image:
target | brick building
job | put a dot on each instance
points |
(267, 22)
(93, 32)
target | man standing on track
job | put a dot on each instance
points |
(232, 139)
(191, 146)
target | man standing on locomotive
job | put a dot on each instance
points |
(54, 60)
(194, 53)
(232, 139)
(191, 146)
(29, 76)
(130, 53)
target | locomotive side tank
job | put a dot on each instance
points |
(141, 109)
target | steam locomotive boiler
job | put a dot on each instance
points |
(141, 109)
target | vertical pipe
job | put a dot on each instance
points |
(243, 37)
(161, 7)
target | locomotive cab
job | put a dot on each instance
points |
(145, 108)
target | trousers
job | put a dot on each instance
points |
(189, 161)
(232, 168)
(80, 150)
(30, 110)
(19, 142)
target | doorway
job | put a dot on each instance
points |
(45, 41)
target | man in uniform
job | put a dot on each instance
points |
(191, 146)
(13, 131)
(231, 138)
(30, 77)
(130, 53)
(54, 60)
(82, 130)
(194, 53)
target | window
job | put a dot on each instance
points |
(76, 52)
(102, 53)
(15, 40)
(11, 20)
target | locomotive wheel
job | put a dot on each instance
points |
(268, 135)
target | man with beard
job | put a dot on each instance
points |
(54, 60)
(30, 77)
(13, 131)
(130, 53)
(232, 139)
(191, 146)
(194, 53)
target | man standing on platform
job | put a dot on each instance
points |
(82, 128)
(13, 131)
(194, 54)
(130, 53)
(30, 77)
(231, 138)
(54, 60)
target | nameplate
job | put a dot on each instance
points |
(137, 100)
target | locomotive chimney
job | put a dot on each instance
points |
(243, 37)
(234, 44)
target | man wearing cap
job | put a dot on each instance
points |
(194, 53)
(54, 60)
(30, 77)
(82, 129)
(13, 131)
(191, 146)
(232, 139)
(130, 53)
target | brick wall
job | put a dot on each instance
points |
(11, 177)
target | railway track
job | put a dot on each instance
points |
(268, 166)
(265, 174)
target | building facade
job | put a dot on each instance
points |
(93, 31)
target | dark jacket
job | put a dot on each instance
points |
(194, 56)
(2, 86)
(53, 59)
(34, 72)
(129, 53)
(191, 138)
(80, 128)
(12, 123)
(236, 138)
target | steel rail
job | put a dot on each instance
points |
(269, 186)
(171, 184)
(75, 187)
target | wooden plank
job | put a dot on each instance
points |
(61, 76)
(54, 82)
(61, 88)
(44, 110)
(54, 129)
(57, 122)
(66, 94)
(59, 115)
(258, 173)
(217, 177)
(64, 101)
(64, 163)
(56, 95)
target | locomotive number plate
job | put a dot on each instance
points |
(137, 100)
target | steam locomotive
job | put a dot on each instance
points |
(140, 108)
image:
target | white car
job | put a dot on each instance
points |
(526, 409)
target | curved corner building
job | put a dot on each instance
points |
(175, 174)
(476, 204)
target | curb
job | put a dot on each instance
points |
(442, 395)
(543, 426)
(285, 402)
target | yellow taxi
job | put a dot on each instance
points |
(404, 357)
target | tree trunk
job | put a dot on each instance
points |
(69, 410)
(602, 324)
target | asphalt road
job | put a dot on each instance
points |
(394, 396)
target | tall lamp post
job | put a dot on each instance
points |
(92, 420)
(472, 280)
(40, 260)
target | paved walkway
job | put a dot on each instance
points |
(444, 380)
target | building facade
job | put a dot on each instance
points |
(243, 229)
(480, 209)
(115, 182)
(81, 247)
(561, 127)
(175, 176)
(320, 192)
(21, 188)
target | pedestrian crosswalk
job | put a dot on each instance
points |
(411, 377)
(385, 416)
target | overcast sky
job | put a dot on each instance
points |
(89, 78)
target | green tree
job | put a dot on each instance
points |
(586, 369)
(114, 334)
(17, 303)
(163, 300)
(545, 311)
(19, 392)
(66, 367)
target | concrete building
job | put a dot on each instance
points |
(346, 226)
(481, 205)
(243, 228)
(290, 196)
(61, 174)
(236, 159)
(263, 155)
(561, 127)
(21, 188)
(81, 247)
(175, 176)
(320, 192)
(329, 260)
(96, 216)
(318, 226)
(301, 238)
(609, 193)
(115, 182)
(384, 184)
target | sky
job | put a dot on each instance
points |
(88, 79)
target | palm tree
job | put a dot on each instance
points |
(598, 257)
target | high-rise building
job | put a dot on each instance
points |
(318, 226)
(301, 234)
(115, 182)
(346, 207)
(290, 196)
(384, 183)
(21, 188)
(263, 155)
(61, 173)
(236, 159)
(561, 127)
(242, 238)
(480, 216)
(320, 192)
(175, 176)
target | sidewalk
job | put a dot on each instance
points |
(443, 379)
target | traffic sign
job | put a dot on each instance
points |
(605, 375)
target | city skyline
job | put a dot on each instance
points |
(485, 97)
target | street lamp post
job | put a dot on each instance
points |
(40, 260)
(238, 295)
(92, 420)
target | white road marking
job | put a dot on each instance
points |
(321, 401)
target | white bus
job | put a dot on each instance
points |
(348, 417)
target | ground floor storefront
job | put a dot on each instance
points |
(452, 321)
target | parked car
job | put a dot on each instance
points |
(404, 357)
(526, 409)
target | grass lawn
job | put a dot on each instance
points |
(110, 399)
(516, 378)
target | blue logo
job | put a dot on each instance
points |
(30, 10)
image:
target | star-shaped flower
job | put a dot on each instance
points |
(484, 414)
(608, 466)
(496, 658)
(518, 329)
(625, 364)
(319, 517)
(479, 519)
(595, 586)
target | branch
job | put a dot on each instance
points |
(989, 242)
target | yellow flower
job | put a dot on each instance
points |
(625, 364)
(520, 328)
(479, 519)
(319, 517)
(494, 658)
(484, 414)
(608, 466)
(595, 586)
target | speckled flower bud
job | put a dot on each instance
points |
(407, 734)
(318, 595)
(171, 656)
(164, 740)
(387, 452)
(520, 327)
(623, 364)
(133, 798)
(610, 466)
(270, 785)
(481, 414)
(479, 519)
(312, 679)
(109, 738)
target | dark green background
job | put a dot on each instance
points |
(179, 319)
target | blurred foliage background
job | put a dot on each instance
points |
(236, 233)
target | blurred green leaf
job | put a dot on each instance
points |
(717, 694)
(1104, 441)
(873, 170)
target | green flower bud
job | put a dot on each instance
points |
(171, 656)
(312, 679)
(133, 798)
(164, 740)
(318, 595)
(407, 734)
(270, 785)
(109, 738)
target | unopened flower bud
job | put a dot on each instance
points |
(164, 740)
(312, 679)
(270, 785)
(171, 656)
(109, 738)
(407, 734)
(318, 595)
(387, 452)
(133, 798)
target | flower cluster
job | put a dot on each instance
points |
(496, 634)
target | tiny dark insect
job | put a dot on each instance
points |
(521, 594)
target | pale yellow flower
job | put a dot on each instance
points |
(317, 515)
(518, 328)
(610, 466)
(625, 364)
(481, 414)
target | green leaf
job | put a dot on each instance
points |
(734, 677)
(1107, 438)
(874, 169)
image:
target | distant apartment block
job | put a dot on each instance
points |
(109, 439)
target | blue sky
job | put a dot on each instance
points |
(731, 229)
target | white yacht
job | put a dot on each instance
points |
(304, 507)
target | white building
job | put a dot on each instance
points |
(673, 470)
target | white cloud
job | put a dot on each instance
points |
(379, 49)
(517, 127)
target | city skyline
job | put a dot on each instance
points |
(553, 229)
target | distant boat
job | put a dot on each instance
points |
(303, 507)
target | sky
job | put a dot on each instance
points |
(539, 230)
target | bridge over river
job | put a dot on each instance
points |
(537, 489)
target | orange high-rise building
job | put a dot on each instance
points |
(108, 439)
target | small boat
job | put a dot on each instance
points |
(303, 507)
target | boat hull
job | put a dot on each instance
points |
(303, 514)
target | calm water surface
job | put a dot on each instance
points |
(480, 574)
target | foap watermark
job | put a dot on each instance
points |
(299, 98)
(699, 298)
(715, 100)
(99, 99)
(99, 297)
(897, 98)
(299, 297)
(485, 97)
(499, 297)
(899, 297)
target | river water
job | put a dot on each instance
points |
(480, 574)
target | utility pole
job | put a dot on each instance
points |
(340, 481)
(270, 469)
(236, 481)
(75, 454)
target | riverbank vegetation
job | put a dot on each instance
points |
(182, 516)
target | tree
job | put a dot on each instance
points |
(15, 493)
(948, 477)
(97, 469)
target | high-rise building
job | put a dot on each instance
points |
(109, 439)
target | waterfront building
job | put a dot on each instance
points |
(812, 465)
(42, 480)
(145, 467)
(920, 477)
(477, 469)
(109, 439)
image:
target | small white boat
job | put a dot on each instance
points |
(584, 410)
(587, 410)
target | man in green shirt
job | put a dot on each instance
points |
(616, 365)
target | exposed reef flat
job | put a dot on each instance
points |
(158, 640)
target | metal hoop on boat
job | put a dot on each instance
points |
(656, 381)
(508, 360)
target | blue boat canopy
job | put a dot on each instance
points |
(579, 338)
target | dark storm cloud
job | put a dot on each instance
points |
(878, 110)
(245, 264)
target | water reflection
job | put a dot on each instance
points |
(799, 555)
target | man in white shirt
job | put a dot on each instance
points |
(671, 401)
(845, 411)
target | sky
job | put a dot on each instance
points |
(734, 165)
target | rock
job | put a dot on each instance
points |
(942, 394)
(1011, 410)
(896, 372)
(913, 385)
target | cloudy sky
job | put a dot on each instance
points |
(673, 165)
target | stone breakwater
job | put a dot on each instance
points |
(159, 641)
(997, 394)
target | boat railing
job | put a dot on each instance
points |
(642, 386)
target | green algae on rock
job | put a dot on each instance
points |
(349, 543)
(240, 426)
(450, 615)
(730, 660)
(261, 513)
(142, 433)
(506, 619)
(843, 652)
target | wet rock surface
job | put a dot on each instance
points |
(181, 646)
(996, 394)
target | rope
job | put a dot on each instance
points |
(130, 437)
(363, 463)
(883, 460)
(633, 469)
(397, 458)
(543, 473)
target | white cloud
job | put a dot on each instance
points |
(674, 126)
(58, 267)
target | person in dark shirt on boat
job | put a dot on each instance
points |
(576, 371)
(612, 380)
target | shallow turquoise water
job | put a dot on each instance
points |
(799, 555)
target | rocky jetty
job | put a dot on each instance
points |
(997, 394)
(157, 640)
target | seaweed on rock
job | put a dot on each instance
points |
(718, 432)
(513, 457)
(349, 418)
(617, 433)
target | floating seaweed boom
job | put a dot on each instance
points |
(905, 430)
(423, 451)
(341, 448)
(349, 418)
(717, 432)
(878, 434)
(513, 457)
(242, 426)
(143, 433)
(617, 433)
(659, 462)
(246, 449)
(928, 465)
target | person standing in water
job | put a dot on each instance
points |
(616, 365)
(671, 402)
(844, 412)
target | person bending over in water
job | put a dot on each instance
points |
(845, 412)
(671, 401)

━━━━━━━━

In the listing above, find the line with "target | traffic sign" and the line with "target | white road marking", then print exactly those lines and every line between them.

**Expected answer**.
target | traffic sign
job | put a dot on each instance
points |
(605, 375)
target | city skyline
job | put a dot on each instance
points |
(485, 97)
target | street lamp post
job | put a dot on each instance
points |
(40, 260)
(238, 295)
(92, 420)
target | white road marking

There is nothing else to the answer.